--- What to do ---
Count the lines of the records below that contain the word "marine". Give only the number.
○ ○ ○ ○ ○ ○ ○
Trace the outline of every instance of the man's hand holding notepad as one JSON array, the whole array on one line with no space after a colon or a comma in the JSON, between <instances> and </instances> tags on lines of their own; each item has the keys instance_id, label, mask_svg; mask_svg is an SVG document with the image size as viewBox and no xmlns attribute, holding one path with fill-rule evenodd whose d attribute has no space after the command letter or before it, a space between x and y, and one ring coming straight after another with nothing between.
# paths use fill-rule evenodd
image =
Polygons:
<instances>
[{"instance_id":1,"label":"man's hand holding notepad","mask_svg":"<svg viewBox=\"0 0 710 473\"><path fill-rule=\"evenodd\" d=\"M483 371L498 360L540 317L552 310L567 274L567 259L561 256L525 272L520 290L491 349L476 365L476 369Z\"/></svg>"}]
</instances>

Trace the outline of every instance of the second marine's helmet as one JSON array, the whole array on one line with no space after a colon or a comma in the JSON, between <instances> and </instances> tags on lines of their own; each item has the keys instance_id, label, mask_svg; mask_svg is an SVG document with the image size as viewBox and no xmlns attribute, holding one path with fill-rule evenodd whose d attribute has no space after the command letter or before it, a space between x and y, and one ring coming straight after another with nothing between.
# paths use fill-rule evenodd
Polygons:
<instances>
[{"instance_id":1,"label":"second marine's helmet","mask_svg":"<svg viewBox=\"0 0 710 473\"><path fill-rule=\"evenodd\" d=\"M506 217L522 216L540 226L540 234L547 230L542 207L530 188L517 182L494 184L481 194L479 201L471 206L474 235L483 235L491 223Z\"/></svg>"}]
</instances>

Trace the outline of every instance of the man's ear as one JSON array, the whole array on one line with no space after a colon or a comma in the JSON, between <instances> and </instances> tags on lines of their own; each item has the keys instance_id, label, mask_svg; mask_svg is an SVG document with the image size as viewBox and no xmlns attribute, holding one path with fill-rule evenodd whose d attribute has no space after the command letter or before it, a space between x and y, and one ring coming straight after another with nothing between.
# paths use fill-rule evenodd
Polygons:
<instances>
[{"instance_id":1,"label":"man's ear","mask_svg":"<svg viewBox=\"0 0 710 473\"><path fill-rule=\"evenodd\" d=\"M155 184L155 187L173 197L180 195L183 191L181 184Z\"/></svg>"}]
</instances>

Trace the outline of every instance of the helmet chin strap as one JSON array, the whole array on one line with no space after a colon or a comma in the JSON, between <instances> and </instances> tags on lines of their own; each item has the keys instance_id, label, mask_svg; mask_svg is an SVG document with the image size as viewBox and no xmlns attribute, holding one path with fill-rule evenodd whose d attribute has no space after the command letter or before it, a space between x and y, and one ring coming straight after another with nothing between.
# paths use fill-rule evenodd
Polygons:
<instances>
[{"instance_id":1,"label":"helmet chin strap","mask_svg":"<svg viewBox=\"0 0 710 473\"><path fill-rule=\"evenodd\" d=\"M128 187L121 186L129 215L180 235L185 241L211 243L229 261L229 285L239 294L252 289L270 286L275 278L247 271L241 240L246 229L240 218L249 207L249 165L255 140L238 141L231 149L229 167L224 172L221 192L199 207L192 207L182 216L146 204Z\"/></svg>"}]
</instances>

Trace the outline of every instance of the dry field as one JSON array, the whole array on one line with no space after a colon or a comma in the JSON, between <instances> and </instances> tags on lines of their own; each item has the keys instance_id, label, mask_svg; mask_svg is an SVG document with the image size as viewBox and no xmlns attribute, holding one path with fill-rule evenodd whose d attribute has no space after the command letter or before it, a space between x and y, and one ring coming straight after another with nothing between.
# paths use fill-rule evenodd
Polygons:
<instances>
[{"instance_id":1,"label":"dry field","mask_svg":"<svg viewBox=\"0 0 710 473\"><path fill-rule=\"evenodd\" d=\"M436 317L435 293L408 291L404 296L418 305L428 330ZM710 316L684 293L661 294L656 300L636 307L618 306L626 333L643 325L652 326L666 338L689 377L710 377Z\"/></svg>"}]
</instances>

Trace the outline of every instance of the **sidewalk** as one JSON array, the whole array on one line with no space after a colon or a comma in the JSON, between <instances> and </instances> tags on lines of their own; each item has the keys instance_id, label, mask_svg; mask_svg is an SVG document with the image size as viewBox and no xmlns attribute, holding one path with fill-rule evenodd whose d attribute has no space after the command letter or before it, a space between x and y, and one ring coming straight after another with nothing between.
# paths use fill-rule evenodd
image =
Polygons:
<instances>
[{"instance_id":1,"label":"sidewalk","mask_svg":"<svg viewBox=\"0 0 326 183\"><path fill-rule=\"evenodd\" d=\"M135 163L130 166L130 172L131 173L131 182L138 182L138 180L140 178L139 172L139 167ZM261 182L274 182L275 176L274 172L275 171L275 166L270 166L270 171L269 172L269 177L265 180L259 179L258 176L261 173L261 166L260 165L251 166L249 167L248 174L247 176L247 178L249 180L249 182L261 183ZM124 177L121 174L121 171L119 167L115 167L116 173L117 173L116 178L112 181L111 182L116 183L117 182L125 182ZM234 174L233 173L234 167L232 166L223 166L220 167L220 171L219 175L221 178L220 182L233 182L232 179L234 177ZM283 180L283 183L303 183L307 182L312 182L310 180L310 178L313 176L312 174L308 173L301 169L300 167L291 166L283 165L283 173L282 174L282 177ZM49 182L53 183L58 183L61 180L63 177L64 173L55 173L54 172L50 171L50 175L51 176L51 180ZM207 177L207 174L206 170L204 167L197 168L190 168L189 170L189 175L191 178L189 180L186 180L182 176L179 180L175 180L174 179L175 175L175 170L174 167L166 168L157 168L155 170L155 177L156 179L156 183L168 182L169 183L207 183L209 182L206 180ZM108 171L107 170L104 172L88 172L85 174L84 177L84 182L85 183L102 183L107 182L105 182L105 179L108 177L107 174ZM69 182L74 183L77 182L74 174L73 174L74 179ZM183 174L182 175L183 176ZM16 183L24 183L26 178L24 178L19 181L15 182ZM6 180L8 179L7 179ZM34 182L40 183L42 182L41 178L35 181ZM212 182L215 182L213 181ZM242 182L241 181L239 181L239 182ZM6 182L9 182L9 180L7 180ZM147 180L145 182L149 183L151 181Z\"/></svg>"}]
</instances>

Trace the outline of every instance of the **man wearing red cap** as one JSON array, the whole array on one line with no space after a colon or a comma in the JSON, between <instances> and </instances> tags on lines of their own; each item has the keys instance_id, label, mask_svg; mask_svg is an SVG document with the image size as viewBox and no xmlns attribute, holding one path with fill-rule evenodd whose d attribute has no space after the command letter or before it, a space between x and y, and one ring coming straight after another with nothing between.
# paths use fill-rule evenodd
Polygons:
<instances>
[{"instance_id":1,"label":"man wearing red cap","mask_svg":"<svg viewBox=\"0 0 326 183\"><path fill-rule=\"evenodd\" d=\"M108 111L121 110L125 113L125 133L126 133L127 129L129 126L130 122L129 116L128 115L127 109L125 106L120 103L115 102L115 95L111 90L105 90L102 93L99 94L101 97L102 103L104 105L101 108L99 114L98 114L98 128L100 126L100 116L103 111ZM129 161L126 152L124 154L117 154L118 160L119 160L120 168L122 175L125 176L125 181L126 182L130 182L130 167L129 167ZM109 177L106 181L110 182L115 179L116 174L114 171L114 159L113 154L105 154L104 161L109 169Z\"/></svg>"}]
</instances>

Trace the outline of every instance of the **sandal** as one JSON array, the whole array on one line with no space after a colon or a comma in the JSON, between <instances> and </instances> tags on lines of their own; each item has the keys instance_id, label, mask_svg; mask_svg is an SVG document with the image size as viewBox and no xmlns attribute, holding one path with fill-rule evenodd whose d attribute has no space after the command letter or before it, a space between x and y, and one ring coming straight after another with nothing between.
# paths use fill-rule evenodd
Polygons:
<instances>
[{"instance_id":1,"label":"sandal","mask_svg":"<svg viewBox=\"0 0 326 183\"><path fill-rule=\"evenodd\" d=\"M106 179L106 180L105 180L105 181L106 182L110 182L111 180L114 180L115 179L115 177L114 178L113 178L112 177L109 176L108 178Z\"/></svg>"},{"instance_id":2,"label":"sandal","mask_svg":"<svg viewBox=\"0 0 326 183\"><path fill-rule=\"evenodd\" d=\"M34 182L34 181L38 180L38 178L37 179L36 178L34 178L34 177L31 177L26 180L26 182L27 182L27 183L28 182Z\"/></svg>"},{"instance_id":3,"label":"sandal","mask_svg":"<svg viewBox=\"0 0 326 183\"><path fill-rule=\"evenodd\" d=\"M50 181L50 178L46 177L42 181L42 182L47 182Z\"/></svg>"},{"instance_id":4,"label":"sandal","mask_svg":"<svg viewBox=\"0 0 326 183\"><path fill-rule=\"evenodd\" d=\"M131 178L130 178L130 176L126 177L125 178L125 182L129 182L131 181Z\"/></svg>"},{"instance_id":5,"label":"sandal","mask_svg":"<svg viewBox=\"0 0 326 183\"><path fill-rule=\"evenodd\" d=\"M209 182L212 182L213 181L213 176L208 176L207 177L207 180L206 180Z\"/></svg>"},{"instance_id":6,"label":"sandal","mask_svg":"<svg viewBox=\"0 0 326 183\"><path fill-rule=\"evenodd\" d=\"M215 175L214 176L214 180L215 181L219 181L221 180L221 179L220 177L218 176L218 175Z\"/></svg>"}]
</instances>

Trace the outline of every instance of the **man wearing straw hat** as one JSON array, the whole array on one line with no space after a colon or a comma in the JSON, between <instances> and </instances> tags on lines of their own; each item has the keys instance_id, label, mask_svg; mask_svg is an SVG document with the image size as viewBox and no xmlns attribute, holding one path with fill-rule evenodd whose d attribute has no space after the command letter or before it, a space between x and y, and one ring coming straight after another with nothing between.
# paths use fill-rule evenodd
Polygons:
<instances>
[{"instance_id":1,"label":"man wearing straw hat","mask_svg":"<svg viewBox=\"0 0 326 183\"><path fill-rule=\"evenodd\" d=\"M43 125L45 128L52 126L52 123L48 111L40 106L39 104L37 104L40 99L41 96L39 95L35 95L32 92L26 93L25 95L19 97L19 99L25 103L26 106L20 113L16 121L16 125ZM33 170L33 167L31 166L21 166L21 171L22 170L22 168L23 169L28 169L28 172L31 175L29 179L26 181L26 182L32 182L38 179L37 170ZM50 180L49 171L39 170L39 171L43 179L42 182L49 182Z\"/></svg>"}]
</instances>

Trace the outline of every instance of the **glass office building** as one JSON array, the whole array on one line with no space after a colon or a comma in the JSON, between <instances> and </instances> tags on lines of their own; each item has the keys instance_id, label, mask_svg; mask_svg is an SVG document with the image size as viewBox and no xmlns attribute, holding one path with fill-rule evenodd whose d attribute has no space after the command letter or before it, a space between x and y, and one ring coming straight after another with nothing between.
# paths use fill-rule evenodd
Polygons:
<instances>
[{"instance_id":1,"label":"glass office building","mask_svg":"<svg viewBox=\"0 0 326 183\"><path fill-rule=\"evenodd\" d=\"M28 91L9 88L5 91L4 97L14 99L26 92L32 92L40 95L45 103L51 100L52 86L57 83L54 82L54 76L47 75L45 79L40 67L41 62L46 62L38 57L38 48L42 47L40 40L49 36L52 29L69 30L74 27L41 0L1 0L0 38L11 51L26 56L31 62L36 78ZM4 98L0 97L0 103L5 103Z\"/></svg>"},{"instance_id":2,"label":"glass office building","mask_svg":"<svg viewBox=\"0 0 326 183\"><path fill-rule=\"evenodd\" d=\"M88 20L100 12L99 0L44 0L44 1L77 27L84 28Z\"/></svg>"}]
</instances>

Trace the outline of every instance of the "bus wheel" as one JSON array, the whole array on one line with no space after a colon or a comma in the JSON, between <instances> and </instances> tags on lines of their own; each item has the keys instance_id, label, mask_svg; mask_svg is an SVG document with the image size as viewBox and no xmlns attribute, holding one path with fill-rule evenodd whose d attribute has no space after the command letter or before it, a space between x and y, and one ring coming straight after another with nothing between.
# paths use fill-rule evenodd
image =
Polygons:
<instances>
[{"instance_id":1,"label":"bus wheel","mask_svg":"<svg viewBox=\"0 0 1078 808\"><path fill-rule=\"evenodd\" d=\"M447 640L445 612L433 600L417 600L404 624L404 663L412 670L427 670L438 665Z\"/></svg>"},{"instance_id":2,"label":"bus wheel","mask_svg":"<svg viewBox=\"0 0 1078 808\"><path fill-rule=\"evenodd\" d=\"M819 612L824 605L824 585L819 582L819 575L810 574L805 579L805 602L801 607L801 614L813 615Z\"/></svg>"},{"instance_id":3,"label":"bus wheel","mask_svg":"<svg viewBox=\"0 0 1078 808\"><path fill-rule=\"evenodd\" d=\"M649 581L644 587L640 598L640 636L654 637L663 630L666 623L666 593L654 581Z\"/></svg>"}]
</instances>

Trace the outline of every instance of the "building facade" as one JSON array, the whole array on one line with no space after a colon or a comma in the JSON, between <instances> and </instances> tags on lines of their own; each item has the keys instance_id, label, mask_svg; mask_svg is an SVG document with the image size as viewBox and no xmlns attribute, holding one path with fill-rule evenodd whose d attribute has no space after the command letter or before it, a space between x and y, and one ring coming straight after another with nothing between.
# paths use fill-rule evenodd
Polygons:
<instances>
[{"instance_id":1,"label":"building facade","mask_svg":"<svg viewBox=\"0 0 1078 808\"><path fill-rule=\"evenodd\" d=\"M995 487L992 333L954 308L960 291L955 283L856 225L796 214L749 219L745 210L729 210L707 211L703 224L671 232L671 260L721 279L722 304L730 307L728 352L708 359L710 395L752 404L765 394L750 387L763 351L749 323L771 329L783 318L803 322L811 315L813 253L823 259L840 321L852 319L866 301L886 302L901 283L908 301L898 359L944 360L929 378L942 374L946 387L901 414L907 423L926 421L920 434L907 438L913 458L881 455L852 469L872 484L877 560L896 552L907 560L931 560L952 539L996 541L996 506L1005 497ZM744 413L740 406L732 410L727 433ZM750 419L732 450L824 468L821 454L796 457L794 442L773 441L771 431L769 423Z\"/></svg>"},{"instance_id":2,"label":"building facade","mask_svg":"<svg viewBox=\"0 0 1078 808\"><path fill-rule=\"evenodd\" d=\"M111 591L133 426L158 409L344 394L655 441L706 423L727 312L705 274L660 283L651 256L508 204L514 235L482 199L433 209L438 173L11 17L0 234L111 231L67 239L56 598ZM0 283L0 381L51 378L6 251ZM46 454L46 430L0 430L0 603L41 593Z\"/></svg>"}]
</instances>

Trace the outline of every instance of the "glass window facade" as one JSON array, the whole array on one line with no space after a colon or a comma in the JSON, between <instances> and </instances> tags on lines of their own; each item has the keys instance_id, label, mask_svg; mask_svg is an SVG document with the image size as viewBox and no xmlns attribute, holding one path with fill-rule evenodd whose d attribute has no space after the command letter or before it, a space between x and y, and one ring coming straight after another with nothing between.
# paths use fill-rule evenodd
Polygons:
○ ○ ○ ○ ○ ○ ○
--- Output below ---
2